▸ Written exercise: Present the records below, from their start through the line holding "392;249;435;295" inclusive, as a Markdown table with the columns Row and Line, giving each line its own numbered row and skipping blank lines. Leave the pictures out.

A block of data:
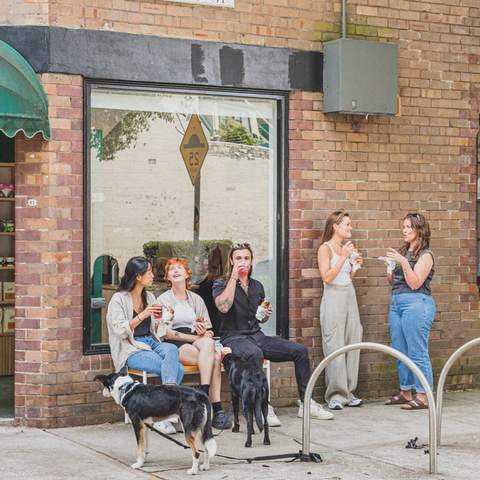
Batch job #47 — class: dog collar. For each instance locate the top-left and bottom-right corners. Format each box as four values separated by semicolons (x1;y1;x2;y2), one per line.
118;382;138;407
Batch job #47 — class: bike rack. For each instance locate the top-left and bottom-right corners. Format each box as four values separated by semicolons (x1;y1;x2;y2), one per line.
302;342;437;473
437;337;480;446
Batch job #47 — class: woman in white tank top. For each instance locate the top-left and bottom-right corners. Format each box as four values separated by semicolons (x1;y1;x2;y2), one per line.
318;210;363;410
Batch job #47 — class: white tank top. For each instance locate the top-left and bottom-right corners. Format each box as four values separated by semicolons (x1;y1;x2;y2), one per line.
325;242;352;286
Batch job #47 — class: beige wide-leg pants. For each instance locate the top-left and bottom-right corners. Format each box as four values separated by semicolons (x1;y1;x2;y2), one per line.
320;284;363;405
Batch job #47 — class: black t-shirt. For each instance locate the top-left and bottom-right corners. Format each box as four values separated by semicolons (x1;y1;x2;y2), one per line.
133;310;151;337
212;278;265;338
392;249;435;295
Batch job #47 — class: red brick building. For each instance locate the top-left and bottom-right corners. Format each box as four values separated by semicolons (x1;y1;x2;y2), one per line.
0;0;480;427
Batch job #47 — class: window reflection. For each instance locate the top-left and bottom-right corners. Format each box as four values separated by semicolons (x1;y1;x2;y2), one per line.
89;86;277;344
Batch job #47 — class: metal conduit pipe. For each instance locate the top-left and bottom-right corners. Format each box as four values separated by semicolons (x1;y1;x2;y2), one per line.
437;337;480;446
302;342;437;473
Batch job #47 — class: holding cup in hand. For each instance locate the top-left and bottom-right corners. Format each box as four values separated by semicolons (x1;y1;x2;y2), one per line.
255;300;272;323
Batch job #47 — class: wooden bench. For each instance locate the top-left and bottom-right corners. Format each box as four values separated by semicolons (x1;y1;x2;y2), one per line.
125;359;270;423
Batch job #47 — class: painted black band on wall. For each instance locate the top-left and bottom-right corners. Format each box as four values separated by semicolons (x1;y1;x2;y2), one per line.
0;26;323;92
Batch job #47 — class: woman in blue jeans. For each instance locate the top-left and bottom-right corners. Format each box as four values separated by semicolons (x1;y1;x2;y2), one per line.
385;213;436;410
107;257;183;433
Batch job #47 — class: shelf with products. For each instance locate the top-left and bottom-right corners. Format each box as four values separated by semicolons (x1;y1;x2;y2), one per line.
0;156;15;338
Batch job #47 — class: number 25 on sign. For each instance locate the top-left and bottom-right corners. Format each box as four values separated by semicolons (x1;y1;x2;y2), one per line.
180;115;208;185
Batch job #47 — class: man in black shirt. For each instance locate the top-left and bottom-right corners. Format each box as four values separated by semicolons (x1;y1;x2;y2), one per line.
213;243;333;426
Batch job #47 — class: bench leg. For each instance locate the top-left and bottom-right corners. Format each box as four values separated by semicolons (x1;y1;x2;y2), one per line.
267;360;272;403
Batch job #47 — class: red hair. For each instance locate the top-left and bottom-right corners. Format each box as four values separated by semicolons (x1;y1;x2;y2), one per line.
163;258;192;289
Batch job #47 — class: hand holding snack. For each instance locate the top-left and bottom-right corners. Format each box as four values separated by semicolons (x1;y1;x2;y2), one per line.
349;249;363;273
162;305;175;322
377;257;397;273
156;318;172;338
195;317;207;337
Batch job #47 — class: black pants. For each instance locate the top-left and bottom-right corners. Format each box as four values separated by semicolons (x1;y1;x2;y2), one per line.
222;332;311;402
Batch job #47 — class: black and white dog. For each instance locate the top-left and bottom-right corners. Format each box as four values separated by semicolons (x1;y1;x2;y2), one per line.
228;354;270;447
94;371;217;475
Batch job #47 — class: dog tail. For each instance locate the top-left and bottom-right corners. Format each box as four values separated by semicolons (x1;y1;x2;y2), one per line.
202;396;217;458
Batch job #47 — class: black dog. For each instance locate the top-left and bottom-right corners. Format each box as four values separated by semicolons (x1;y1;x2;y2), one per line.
228;354;270;447
94;372;217;475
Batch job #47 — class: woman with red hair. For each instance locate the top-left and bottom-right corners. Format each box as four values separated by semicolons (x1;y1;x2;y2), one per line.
157;258;232;429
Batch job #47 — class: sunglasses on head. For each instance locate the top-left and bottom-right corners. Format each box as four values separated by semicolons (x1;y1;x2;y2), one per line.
232;242;251;250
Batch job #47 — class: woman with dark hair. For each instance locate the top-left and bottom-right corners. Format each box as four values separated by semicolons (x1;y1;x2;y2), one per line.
385;213;436;410
107;257;183;433
318;210;363;410
157;258;232;429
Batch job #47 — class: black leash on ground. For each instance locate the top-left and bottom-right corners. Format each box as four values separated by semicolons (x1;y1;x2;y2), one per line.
145;424;323;463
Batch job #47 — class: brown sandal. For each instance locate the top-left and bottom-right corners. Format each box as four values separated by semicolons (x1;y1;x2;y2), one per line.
385;393;410;405
400;397;428;410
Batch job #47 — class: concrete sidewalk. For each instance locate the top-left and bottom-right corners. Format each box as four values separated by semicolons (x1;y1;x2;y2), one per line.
0;391;480;480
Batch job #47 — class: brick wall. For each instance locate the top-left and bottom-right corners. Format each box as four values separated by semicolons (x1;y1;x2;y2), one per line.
15;74;118;427
4;0;480;426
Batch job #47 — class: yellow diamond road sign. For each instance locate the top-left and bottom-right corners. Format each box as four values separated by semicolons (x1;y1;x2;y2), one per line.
180;115;208;185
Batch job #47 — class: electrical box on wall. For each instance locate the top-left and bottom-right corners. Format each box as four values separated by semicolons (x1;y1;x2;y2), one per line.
323;38;398;115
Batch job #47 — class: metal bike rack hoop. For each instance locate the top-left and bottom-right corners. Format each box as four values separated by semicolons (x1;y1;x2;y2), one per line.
302;342;437;473
437;337;480;446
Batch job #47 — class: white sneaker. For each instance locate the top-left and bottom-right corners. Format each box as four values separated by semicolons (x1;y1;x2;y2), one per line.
153;420;177;435
328;400;343;410
267;404;282;427
164;414;180;423
347;397;363;407
297;398;334;420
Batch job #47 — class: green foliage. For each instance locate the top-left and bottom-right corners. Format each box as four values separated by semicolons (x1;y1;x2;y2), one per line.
220;118;257;145
90;110;174;161
143;240;232;259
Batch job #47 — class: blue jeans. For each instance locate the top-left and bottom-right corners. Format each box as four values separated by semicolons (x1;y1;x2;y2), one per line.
388;293;436;393
127;335;184;384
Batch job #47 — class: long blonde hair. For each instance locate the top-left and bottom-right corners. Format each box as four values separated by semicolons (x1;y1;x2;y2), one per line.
322;210;350;244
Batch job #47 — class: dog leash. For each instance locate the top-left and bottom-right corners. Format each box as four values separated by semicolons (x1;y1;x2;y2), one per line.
145;424;323;463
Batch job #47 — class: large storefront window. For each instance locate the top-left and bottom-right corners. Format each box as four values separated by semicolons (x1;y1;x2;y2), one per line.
85;84;287;351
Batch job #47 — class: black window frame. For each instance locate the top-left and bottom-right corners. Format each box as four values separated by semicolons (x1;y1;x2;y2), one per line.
83;78;289;355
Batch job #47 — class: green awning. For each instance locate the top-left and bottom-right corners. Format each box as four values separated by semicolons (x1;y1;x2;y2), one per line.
0;40;50;140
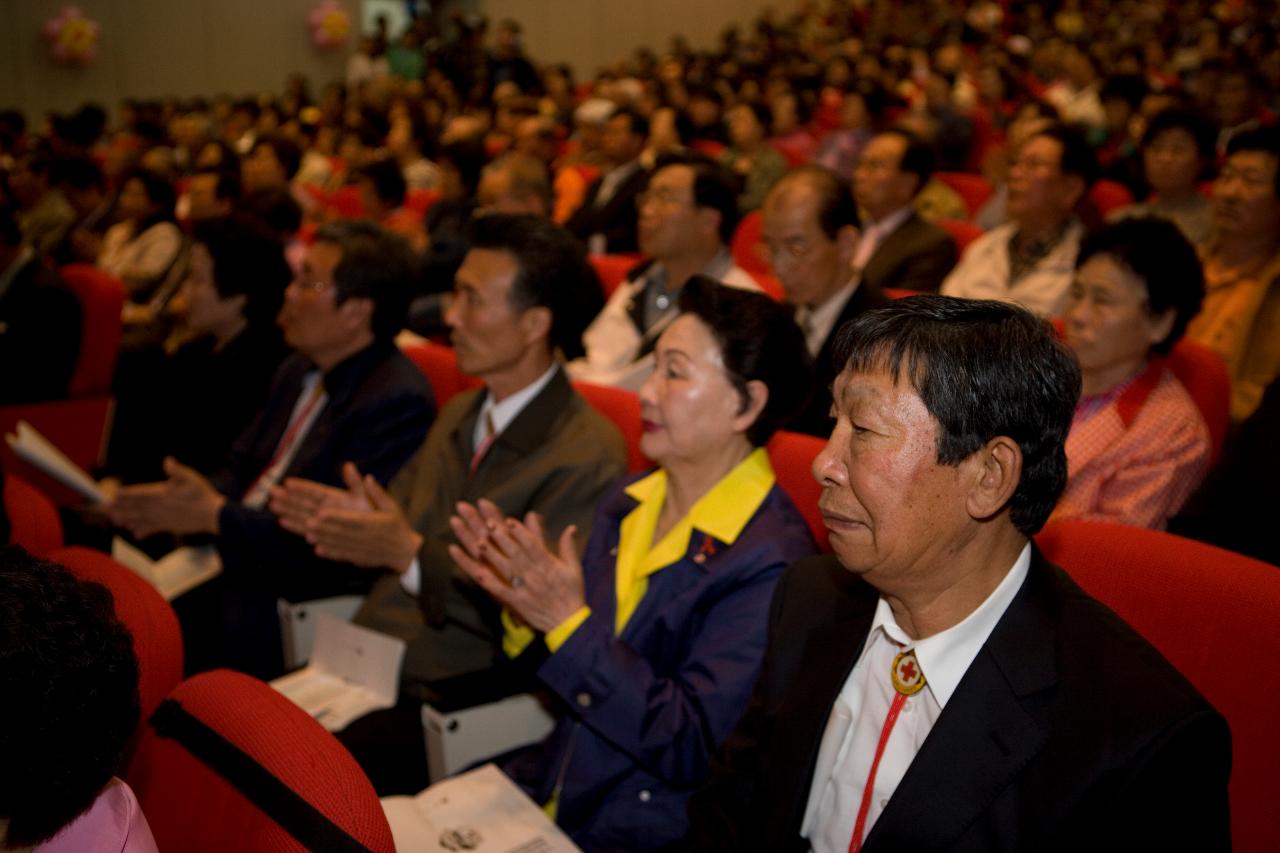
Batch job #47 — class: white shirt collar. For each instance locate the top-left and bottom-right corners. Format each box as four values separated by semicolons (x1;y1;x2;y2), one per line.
870;542;1032;708
475;362;559;447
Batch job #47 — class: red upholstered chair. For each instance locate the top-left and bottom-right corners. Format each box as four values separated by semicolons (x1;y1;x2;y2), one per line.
59;264;124;397
1169;338;1231;462
933;172;995;216
728;210;773;275
4;474;63;557
767;430;831;553
588;255;643;298
128;670;396;853
1037;521;1280;852
938;219;986;255
401;341;483;407
573;382;653;474
1089;178;1133;219
49;546;182;758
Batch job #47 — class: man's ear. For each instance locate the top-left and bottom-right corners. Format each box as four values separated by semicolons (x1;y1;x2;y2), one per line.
338;296;374;332
965;435;1023;520
520;305;552;346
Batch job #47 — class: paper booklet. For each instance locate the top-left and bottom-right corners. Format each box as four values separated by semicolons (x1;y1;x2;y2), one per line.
271;613;404;731
383;765;581;853
4;420;104;503
111;537;223;601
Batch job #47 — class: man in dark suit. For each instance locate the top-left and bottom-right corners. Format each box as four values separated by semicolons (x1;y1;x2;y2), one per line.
564;109;649;255
271;214;626;795
0;206;82;405
762;165;886;438
686;296;1230;853
108;222;435;678
854;129;956;292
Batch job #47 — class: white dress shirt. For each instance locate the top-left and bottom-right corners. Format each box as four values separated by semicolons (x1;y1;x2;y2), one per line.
800;543;1032;853
401;364;559;598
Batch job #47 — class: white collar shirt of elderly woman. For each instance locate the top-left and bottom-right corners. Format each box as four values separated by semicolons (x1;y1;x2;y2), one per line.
449;308;768;633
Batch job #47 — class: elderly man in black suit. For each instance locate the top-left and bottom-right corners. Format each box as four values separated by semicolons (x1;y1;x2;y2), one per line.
686;296;1230;853
763;165;886;438
854;129;956;292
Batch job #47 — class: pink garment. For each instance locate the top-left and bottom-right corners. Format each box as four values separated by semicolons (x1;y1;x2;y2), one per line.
36;779;157;853
1053;360;1211;529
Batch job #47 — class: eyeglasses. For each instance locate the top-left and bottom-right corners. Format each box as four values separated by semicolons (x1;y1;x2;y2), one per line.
293;273;333;293
636;187;694;207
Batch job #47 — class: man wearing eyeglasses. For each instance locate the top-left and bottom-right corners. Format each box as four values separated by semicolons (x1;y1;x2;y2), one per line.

▸ Correct result:
| Row | Line |
|---|---|
| 1 | Batch job #47 — class: dog collar. For each instance locate the top-left and bottom-right corners. Format each box as four values separated by semicolons (x1;y1;x2;y2), one per line. |
| 2 | 118;382;138;407 |
| 3 | Batch job #47 — class: bike rack. For each instance locate the top-left and bottom-right corners. Format each box as four values separated by semicolons (x1;y1;x2;y2), one per line. |
| 4 | 302;342;437;473 |
| 5 | 437;337;480;446 |
| 6 | Batch job #47 — class: woman in white tank top. For each instance locate the top-left and bottom-right corners. Format each box as four values separated by semicolons (x1;y1;x2;y2), one per line. |
| 7 | 318;210;363;410 |
| 8 | Batch job #47 — class: white tank top. For each instance locate the top-left and bottom-right corners. Format each box as four values separated by semicolons (x1;y1;x2;y2), one per line. |
| 9 | 325;242;352;286 |
| 10 | Batch job #47 — class: beige wide-leg pants. For each instance locate the top-left and bottom-right corners. Format each box as four values separated by semicolons (x1;y1;x2;y2), one per line. |
| 11 | 320;284;363;405 |
| 12 | Batch job #47 — class: black t-shirt. For each instance locate the top-left and bottom-right corners. Format each box as four values separated by semicolons (x1;y1;x2;y2), one per line. |
| 13 | 133;310;151;337 |
| 14 | 212;278;265;338 |
| 15 | 392;249;435;295 |